-- start of MATERIAL PROVIDED --

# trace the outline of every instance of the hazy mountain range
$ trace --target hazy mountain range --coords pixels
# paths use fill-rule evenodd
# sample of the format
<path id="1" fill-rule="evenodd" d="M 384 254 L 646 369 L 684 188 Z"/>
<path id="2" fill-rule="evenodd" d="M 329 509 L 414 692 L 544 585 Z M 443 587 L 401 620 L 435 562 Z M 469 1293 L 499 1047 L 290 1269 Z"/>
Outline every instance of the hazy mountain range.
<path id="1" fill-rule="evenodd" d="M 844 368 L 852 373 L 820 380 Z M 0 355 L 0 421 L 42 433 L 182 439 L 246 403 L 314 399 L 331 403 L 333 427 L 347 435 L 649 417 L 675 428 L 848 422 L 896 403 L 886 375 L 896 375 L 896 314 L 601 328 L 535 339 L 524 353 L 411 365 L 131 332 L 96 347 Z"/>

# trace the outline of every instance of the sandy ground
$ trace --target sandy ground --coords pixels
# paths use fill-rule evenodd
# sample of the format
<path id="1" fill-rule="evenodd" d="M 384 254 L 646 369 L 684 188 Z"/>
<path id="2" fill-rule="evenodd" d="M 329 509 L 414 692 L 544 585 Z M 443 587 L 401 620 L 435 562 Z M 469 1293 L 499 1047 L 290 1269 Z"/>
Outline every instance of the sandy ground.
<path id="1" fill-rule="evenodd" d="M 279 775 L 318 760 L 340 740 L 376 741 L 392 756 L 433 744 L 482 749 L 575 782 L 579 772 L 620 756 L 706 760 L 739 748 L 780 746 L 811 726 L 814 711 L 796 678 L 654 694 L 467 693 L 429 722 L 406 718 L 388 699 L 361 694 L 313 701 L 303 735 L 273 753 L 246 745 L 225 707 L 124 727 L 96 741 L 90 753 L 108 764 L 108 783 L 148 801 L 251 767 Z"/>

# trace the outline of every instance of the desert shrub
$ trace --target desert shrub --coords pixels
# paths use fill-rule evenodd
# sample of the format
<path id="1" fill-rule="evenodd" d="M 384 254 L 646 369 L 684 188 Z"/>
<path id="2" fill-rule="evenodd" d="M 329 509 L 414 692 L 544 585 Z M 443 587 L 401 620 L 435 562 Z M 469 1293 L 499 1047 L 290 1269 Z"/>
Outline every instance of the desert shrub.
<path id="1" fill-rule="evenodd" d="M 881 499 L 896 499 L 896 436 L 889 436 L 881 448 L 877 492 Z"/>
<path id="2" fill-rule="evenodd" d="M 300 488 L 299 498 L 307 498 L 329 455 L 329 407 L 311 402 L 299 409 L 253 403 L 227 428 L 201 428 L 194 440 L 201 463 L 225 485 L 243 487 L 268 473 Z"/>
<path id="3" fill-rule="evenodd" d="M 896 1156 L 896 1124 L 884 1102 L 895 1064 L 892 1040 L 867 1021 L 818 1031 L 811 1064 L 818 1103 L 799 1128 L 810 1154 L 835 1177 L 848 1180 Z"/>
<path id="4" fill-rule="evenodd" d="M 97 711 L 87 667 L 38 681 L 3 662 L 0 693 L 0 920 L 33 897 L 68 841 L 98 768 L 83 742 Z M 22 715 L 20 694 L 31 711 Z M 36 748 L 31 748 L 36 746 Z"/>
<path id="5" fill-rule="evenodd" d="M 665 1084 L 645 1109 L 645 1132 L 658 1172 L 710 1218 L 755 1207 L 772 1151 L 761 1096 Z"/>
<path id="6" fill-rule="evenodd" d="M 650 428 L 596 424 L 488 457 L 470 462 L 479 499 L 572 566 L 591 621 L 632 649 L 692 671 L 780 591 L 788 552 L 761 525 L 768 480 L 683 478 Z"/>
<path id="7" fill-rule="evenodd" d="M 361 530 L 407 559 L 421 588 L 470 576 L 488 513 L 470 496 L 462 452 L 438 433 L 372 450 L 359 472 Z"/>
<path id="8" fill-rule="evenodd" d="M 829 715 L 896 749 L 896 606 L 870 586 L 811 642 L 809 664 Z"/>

-- end of MATERIAL PROVIDED --

(INSTRUCTIONS TO FOLLOW):
Reproduce the entire listing above word for word.

(REPLY):
# trace the outline of every instance of the hazy mountain range
$ trace --target hazy mountain range --coords pixels
# paths use fill-rule evenodd
# sample of the format
<path id="1" fill-rule="evenodd" d="M 384 254 L 646 369 L 684 188 Z"/>
<path id="2" fill-rule="evenodd" d="M 329 509 L 414 692 L 544 585 Z M 443 587 L 401 620 L 435 562 Z M 469 1293 L 499 1047 L 290 1269 Z"/>
Outline every instance of the hazy mountain range.
<path id="1" fill-rule="evenodd" d="M 844 368 L 852 373 L 820 380 Z M 0 355 L 0 421 L 42 433 L 182 439 L 246 403 L 314 399 L 331 403 L 333 427 L 347 435 L 649 417 L 675 428 L 848 422 L 896 403 L 886 375 L 896 375 L 896 314 L 601 328 L 535 339 L 524 353 L 411 365 L 131 332 L 96 347 Z"/>

# trace the outline of every instance of the sandy ground
$ trace --target sandy ground --coords pixels
# paths use fill-rule evenodd
# sample of the format
<path id="1" fill-rule="evenodd" d="M 384 254 L 646 369 L 684 188 Z"/>
<path id="2" fill-rule="evenodd" d="M 329 509 L 414 692 L 544 585 Z M 443 587 L 401 620 L 435 562 Z M 469 1293 L 499 1047 L 290 1269 Z"/>
Outline every instance of the sandy ground.
<path id="1" fill-rule="evenodd" d="M 279 775 L 318 760 L 340 740 L 376 741 L 392 756 L 433 744 L 482 749 L 575 782 L 579 772 L 620 756 L 706 760 L 739 748 L 780 746 L 811 726 L 814 711 L 796 678 L 654 694 L 467 693 L 429 722 L 406 718 L 388 699 L 361 694 L 313 701 L 303 735 L 273 753 L 246 745 L 225 707 L 124 727 L 96 741 L 90 753 L 108 764 L 108 783 L 148 801 L 251 767 Z"/>

# trace the outline of every instance of the desert shrub
$ trace --target desert shrub --coords pixels
# paths use fill-rule evenodd
# sample of the format
<path id="1" fill-rule="evenodd" d="M 384 254 L 646 369 L 684 188 Z"/>
<path id="2" fill-rule="evenodd" d="M 329 509 L 414 692 L 544 585 Z M 443 587 L 401 620 L 435 562 Z M 469 1293 L 499 1047 L 290 1269 Z"/>
Outline every instance of the desert shrub.
<path id="1" fill-rule="evenodd" d="M 881 499 L 896 499 L 896 436 L 889 436 L 881 448 L 877 492 Z"/>
<path id="2" fill-rule="evenodd" d="M 300 488 L 299 498 L 307 498 L 329 455 L 329 407 L 311 402 L 299 409 L 253 403 L 227 428 L 201 428 L 194 440 L 201 463 L 225 485 L 243 487 L 268 473 Z"/>
<path id="3" fill-rule="evenodd" d="M 896 1156 L 896 1124 L 884 1102 L 895 1064 L 892 1040 L 867 1021 L 818 1031 L 811 1064 L 818 1103 L 799 1128 L 810 1154 L 835 1177 L 848 1180 Z"/>
<path id="4" fill-rule="evenodd" d="M 97 711 L 87 667 L 38 681 L 3 662 L 0 693 L 0 920 L 33 897 L 68 841 L 98 768 L 83 742 Z M 22 715 L 20 694 L 31 711 Z M 36 748 L 31 748 L 36 746 Z"/>
<path id="5" fill-rule="evenodd" d="M 665 1084 L 645 1109 L 645 1132 L 658 1172 L 710 1218 L 755 1207 L 772 1151 L 761 1096 Z"/>
<path id="6" fill-rule="evenodd" d="M 650 428 L 596 424 L 488 457 L 470 462 L 479 499 L 572 566 L 591 621 L 632 649 L 692 671 L 780 591 L 788 552 L 761 525 L 768 480 L 683 478 Z"/>
<path id="7" fill-rule="evenodd" d="M 361 530 L 407 559 L 421 588 L 470 576 L 488 513 L 470 496 L 462 452 L 438 433 L 372 450 L 359 472 Z"/>
<path id="8" fill-rule="evenodd" d="M 829 715 L 896 749 L 896 606 L 870 586 L 811 642 L 809 664 Z"/>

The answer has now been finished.